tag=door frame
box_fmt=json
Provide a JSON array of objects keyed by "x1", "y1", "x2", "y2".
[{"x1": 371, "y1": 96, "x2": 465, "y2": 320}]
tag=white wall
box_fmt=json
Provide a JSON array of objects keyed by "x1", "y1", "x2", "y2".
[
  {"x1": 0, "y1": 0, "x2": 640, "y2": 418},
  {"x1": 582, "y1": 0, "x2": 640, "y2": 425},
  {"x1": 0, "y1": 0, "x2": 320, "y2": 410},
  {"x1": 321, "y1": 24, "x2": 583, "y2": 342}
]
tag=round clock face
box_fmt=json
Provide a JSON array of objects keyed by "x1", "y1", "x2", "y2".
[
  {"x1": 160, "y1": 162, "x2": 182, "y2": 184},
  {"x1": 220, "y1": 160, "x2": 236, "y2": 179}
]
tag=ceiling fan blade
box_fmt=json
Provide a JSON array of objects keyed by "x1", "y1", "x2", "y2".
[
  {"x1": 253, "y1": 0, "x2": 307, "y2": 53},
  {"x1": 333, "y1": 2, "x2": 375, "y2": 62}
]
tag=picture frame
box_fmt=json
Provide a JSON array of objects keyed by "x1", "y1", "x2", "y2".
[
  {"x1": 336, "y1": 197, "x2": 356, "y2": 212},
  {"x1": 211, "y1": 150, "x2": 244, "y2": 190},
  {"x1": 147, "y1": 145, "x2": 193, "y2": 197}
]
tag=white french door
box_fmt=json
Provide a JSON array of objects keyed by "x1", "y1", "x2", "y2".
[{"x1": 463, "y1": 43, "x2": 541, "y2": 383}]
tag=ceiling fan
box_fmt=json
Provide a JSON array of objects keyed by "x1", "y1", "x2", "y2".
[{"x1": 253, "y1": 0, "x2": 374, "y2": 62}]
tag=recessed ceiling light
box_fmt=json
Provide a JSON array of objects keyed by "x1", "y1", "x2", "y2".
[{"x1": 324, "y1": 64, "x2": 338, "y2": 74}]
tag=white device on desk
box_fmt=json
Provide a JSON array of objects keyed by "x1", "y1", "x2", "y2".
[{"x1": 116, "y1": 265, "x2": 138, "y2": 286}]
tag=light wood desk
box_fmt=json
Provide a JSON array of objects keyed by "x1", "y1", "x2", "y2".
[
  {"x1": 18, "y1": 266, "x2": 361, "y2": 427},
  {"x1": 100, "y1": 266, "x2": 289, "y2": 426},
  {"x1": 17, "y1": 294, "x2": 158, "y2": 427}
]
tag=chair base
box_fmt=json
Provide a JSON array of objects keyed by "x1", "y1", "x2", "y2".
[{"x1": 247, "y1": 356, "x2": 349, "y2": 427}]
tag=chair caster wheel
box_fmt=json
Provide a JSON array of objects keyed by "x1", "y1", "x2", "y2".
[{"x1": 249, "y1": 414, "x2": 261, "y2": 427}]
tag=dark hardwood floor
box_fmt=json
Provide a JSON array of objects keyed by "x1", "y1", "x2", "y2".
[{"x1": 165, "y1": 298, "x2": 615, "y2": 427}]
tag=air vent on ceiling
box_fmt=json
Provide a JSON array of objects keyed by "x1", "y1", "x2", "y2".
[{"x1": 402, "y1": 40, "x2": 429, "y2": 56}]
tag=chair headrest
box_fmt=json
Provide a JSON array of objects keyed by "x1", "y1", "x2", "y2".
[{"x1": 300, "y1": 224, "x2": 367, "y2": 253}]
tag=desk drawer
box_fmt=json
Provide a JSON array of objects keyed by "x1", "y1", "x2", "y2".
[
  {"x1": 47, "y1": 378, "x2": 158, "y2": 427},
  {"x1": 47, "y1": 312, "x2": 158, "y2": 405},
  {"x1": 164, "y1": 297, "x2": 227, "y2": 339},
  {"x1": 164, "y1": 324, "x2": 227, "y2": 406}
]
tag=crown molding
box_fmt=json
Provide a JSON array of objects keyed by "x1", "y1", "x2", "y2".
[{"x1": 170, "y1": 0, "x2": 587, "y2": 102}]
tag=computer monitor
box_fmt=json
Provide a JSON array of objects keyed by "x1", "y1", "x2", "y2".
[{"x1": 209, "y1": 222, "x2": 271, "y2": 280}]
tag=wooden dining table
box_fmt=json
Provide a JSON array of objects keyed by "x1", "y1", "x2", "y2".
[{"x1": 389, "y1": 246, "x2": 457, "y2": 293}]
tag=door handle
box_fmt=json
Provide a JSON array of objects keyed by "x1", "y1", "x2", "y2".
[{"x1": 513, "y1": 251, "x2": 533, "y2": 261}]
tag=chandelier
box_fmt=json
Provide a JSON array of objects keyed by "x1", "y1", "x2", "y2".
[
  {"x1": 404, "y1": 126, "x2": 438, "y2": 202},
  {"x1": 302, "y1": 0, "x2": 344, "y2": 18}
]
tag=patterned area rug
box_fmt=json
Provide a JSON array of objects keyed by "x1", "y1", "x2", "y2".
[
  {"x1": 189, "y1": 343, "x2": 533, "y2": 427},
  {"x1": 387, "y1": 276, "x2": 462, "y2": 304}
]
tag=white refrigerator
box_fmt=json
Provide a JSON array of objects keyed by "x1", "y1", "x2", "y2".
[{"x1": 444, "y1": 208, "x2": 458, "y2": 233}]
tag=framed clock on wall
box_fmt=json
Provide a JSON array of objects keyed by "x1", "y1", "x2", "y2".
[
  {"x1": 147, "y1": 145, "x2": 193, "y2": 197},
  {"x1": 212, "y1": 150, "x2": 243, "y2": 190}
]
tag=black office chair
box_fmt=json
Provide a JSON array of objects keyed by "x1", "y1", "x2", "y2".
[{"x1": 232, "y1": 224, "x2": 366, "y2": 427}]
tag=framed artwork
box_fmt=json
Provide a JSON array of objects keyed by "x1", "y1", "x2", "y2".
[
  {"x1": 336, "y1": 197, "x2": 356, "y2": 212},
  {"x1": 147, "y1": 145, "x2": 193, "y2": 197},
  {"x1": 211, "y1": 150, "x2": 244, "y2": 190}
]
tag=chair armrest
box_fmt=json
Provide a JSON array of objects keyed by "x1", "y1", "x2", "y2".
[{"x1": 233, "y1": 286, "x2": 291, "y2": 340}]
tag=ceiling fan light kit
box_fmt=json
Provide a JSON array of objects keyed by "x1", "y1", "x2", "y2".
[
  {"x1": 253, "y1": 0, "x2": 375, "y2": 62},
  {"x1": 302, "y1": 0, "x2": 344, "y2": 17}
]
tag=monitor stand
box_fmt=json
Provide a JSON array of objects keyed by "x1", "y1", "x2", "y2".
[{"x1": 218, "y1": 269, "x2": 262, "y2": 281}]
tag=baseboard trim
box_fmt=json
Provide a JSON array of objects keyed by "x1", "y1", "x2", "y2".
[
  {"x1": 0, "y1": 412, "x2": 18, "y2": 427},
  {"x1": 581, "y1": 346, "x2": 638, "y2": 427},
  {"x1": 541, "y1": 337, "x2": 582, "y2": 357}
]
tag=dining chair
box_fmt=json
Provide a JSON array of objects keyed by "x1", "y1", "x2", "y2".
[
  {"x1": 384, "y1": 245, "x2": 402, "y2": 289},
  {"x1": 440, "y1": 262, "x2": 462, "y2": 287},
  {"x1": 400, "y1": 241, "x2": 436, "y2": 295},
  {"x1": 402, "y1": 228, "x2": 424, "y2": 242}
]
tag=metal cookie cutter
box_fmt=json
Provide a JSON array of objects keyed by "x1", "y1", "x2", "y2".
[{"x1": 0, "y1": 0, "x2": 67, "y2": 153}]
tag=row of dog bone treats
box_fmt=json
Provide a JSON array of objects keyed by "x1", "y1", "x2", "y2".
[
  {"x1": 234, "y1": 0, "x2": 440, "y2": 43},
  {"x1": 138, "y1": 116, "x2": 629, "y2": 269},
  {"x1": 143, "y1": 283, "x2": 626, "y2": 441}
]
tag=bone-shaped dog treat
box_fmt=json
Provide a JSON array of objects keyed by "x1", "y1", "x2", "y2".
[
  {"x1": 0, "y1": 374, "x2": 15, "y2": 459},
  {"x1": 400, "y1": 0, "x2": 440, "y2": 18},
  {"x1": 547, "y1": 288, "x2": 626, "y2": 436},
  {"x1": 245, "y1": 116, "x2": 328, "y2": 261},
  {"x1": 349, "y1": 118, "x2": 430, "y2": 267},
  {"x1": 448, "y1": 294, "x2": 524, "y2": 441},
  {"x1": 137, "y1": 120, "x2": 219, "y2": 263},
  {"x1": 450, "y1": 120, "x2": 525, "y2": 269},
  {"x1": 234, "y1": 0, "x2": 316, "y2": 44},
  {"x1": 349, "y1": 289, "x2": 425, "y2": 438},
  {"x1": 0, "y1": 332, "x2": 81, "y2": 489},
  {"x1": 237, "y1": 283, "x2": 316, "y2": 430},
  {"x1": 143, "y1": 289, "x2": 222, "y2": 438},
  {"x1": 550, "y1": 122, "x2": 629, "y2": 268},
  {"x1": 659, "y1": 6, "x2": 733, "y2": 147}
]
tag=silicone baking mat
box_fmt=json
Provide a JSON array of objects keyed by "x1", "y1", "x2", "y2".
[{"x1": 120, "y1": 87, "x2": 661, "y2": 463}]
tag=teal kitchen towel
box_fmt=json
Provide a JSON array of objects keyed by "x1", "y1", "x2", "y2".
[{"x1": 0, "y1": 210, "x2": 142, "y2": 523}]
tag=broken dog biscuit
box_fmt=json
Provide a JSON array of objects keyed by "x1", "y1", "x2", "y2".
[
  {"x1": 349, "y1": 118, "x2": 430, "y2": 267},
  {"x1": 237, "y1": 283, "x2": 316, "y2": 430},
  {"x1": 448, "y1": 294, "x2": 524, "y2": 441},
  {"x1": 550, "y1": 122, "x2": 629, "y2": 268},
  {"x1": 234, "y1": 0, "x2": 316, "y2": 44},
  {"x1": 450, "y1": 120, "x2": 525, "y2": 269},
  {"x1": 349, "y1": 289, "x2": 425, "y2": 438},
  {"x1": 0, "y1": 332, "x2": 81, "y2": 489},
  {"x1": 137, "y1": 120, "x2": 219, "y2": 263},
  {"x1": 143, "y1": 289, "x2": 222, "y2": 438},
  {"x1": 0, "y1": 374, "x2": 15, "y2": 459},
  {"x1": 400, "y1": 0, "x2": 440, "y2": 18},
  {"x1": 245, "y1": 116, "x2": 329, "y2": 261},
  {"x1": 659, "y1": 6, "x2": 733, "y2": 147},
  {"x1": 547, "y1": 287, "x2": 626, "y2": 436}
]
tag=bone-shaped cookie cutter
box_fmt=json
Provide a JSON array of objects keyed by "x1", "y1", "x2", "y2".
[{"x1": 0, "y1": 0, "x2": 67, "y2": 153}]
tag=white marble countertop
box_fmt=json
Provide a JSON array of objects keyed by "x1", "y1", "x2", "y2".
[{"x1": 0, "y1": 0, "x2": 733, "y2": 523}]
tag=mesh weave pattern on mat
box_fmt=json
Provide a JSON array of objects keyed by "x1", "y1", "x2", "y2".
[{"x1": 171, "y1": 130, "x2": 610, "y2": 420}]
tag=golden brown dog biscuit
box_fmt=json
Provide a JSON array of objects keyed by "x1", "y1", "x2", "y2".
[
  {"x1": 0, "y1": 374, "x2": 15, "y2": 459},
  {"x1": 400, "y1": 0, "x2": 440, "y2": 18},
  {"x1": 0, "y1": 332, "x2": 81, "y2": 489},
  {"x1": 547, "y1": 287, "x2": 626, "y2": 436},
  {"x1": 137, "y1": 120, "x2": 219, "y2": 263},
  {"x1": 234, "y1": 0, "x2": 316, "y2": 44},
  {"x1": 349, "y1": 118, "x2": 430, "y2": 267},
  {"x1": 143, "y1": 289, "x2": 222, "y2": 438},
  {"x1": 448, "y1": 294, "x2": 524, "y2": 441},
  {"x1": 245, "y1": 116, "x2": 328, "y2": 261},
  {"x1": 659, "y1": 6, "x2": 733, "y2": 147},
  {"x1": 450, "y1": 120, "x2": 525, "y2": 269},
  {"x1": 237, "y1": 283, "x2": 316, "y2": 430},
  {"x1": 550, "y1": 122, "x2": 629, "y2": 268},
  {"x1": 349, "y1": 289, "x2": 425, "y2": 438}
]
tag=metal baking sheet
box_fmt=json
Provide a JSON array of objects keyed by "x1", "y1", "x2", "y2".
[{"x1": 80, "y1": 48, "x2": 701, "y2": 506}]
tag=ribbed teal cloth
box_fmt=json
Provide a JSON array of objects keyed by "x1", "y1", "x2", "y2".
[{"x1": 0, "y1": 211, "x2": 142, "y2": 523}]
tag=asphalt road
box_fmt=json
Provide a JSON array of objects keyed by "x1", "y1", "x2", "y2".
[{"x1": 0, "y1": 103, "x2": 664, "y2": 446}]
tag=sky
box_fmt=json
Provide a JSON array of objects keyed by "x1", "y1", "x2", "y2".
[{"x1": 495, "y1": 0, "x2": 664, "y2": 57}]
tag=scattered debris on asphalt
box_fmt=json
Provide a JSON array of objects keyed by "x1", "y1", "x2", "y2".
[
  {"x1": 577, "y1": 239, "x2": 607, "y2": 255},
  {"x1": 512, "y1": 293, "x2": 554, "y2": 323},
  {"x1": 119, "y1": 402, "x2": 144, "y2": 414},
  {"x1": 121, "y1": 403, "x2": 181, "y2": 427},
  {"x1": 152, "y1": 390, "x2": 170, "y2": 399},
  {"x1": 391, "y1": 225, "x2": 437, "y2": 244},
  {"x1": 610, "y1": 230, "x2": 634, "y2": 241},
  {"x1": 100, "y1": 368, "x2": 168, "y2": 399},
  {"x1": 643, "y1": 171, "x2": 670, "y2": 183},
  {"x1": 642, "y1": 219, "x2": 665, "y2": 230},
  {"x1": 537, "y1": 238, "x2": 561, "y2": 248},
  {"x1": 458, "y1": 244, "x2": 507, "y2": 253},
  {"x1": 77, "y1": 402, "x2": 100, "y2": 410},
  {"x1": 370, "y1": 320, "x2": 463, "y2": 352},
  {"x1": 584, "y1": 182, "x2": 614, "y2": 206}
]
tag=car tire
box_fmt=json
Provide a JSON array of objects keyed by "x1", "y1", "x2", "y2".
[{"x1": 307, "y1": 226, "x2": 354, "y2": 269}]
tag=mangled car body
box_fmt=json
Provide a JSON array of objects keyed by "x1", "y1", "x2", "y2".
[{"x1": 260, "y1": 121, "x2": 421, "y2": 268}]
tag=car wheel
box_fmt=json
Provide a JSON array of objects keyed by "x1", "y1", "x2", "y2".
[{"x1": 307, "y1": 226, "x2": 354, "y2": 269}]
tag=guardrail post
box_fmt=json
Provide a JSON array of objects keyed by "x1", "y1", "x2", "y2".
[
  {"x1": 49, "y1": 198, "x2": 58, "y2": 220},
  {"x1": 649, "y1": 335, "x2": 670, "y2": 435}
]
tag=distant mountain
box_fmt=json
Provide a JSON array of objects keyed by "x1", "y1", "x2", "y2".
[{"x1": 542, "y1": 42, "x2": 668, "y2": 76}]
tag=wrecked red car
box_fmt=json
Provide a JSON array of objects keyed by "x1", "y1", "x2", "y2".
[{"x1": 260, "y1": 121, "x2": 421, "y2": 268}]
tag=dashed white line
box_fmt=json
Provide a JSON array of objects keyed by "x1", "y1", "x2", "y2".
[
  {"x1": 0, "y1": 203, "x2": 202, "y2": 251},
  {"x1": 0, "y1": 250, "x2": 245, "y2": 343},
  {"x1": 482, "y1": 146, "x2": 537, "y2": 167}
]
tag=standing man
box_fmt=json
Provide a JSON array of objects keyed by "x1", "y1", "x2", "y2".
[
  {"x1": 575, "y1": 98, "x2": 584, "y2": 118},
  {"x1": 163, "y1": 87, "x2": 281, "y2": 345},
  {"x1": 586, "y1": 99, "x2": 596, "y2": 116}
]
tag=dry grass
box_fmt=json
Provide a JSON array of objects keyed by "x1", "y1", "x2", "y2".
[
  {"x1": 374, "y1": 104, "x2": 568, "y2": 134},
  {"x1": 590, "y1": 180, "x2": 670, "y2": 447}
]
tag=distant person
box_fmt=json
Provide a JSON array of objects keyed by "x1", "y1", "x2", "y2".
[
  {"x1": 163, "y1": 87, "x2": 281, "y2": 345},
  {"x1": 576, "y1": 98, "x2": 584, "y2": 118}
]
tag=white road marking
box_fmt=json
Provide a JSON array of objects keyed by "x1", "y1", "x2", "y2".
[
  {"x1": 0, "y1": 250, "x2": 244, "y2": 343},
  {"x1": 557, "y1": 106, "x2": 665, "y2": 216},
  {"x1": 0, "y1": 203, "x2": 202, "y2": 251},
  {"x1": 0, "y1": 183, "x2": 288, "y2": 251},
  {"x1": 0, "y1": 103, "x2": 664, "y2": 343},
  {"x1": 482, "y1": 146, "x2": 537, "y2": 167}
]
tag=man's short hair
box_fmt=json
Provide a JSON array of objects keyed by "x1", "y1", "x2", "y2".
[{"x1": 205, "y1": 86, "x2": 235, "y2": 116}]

- [What you should do] Copy each line of the records that includes the word "clock", keeping only those lines and treating uppercase and lowercase letters as different.

- [Task output]
tag=round clock face
tag=framed clock on wall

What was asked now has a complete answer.